Nonetheless, there still may be some limitations to this approach. First, because our focus was on the influence on fracture risk of the deformity definitions themselves, we ignored other variables (e.g., vertebral fracture type and location) that may have prognostic significance [44]. Moreover, to the extent that vertebral heights can increase again following a fracture [45] – for example, “dynamic mobility” [46] – new deformities may be underestimated to some degree by our approach. There are also issues with respect to the comparability of serial radiographs, such as magnification errors [47], but these films were all taken at a single facility (albeit at different times) using consistent methods. The precision of the measurements themselves was quite good (CV: 1.5%) and, excluding the vertebrae considered newly deformed by the 20% change criterion, the mean change between baseline and the last follow-up radiograph in all remaining vertebral heights combined was 1% (interquartile range: −2 to 5%). In addition, the data are limited by the relatively small number of women with follow-up radiographs as well as the fact that films were taken at varying intervals associated with periodic reassessments of the subjects in the underlying prospective epidemiological study. Finally, the study subjects were mostly white women of Northern European extraction.

The c-index data (analogous to the area under the ROC curve) indicate that the overall ability of the different baseline definitions to predict a subsequent vertebral fracture is similar even though some approaches are more sensitive but less specific and vice versa. This suggests that the approach to vertebral fracture assessment may ultimately depend on the information needed. If, for example, it is important not to miss any potential vertebral fractures, then a generous morphometric assessment (high sensitivity) could be useful in flagging films for expert reading, even if most of the mild deformities only represent normal variants in vertebral shape. Done by hand, this entails substantial cost, but it would be more feasible if the vertebral height measurements were automated.

* [Collected data]
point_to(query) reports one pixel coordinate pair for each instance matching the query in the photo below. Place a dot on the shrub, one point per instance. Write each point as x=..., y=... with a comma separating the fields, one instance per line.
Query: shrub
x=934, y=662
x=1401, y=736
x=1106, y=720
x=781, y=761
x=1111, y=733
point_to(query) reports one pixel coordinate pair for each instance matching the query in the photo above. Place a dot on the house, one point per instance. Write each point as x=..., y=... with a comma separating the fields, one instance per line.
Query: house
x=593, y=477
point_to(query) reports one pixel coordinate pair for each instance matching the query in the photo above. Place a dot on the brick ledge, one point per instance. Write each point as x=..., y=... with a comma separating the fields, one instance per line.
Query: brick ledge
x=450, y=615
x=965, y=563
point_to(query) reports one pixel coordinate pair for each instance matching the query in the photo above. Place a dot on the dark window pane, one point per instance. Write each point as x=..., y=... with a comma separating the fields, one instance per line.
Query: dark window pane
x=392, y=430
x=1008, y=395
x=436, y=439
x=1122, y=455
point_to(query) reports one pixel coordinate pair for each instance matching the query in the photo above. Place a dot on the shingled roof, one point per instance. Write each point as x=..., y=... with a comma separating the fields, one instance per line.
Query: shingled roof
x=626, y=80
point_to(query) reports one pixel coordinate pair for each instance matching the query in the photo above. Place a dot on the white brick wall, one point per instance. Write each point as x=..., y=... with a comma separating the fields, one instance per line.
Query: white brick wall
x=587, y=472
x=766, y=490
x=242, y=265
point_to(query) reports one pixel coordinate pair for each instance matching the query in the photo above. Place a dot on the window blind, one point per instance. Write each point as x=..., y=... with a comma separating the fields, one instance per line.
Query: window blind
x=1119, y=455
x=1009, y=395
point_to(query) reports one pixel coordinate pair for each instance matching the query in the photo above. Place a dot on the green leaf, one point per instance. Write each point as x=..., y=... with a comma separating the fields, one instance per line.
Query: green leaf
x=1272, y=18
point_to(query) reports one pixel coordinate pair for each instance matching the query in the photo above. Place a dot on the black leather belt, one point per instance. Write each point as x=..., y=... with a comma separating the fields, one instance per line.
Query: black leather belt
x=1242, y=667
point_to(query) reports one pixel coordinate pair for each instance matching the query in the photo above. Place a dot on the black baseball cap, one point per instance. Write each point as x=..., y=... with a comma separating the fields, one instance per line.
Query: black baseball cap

* [ASSIGNMENT 1] From the vertebral fracture discussion, return the passage between "The c-index data" and "measurements were automated.", inclusive.
* [ASSIGNMENT 2] According to the vertebral fracture discussion, why might the authors' approach underestimate new deformities? Answer in one to three sentences.

* [REPLY 1]
The c-index data (analogous to the area under the ROC curve) indicate that the overall ability of the different baseline definitions to predict a subsequent vertebral fracture is similar even though some approaches are more sensitive but less specific and vice versa. This suggests that the approach to vertebral fracture assessment may ultimately depend on the information needed. If, for example, it is important not to miss any potential vertebral fractures, then a generous morphometric assessment (high sensitivity) could be useful in flagging films for expert reading, even if most of the mild deformities only represent normal variants in vertebral shape. Done by hand, this entails substantial cost, but it would be more feasible if the vertebral height measurements were automated.

* [REPLY 2] Vertebral heights can increase again after a fracture, for example through "dynamic mobility." Because of this, the approach may underestimate new deformities to some degree.